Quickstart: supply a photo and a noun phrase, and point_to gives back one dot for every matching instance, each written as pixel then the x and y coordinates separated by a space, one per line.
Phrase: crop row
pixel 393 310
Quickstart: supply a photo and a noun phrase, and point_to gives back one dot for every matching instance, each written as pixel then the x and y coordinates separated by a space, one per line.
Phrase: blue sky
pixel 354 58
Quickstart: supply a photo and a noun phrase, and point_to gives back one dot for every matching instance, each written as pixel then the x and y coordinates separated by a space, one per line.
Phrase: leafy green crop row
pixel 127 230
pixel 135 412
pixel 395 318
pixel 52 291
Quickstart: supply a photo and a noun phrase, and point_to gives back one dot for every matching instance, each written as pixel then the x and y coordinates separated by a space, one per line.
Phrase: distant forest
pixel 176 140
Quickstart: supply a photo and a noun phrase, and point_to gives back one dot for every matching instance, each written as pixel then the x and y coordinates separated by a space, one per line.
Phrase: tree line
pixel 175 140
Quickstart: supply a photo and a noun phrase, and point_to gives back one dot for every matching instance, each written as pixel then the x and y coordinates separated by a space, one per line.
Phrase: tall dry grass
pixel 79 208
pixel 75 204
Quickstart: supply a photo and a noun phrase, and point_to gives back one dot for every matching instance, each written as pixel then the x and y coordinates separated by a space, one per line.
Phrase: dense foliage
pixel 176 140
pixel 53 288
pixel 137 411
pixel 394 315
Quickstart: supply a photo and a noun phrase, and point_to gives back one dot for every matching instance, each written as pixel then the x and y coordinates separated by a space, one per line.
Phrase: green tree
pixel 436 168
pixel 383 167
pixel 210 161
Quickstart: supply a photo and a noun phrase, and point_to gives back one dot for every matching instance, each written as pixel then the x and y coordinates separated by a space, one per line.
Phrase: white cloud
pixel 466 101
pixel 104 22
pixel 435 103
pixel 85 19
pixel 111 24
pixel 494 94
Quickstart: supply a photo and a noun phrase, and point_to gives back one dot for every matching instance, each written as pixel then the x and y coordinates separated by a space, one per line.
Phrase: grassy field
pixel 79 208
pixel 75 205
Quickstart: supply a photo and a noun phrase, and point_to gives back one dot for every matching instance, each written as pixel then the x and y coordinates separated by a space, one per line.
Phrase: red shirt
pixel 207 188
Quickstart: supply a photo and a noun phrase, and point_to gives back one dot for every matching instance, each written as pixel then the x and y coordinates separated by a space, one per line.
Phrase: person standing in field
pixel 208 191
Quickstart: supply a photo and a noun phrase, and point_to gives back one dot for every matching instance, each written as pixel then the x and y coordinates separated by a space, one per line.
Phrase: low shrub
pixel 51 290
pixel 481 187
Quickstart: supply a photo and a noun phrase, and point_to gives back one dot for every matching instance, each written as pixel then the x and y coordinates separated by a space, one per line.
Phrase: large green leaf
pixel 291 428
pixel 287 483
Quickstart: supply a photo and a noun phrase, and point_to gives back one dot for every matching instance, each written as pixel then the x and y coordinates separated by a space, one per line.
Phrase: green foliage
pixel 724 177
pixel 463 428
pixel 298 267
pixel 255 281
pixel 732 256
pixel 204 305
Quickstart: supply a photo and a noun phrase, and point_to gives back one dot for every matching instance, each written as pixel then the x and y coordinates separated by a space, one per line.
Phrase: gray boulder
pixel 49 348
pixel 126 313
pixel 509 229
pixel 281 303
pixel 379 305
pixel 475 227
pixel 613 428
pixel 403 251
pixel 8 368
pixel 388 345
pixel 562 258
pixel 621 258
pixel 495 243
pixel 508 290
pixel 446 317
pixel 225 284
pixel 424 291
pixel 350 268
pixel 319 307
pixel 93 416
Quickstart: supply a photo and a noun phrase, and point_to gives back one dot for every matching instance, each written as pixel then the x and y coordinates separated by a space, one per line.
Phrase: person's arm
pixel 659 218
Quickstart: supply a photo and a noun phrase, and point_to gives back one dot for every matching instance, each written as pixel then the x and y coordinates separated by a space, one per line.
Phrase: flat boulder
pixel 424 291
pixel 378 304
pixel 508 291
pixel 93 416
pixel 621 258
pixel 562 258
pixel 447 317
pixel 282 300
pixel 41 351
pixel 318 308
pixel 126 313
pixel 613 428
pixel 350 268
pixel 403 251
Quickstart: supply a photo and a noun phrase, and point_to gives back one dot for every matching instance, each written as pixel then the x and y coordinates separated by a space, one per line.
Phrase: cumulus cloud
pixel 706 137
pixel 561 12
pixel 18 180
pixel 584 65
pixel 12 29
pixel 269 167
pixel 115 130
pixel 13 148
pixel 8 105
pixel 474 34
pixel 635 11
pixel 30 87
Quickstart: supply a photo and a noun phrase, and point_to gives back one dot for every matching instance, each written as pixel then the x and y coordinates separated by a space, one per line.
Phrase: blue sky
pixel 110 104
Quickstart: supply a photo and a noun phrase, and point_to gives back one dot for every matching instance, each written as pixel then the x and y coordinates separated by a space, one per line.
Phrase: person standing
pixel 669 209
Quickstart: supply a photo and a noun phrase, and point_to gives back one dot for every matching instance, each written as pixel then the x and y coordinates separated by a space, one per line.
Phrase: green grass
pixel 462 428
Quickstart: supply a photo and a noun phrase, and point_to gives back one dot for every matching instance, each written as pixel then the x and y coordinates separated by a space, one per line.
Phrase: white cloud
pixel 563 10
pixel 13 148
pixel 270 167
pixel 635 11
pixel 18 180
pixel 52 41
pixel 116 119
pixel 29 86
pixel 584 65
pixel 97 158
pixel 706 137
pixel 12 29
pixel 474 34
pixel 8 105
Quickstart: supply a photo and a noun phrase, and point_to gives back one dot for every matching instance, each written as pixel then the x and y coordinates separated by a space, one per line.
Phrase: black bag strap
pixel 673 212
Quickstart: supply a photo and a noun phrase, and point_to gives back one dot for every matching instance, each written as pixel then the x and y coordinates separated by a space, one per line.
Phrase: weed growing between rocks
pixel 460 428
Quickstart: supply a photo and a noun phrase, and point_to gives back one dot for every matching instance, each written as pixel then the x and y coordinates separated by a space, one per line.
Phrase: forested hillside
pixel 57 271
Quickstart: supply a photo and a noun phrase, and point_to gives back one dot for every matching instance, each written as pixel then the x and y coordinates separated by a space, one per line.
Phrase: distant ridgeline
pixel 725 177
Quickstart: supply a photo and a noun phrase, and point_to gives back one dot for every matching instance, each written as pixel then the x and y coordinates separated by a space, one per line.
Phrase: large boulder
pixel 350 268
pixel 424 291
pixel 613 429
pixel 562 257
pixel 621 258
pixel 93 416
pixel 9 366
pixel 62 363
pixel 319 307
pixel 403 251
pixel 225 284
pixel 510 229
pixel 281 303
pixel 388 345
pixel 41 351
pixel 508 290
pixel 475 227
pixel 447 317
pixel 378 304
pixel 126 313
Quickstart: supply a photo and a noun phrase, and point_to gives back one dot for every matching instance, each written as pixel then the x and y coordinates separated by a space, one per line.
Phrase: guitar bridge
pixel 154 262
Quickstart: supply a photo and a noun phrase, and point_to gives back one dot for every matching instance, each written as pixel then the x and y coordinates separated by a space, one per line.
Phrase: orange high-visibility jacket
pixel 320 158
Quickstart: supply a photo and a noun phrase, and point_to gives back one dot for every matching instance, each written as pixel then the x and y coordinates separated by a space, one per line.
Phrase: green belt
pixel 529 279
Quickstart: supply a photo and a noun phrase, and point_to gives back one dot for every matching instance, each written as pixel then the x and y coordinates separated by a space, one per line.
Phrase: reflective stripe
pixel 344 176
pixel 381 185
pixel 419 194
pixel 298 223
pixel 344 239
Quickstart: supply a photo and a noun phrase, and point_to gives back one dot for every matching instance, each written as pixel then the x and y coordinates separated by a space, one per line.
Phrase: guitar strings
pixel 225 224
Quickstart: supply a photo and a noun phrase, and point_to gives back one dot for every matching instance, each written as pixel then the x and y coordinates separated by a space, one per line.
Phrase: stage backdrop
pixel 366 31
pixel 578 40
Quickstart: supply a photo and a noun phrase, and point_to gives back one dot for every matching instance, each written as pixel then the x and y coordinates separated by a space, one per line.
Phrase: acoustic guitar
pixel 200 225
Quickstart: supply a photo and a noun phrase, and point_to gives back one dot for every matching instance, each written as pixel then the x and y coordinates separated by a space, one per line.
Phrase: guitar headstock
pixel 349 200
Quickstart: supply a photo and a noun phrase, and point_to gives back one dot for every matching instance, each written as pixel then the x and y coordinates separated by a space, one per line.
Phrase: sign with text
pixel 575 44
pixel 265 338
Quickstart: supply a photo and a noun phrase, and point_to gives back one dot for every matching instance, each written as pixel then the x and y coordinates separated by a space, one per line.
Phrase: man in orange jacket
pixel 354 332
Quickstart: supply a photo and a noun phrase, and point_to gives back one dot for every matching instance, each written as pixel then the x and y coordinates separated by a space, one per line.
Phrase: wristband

What you should do: Give as a JSON list of strings, one per line with blank lines omitted, the data from its start up to and including the line containing "pixel 52 291".

Result of this task:
[
  "Quickstart: supply a photo and a noun phrase, and point_to gives back one dot for every matching instance, each written as pixel then the x and y coordinates separated by a space, one per line.",
  "Phrase: crop row",
  "pixel 393 310",
  "Quickstart: supply a photo and a noun phrase, and point_to gives back one dot for every matching instance, each written as pixel then the x and y coordinates separated by a space, one per line.",
  "Phrase: blue sky",
  "pixel 354 58",
  "Quickstart: supply a photo and a noun phrase, and point_to gives back one dot for every matching instance, each written as pixel then the x and y coordinates separated by a space, one per line.",
  "Phrase: leafy green crop row",
  "pixel 127 230",
  "pixel 135 412",
  "pixel 395 318",
  "pixel 52 291"
]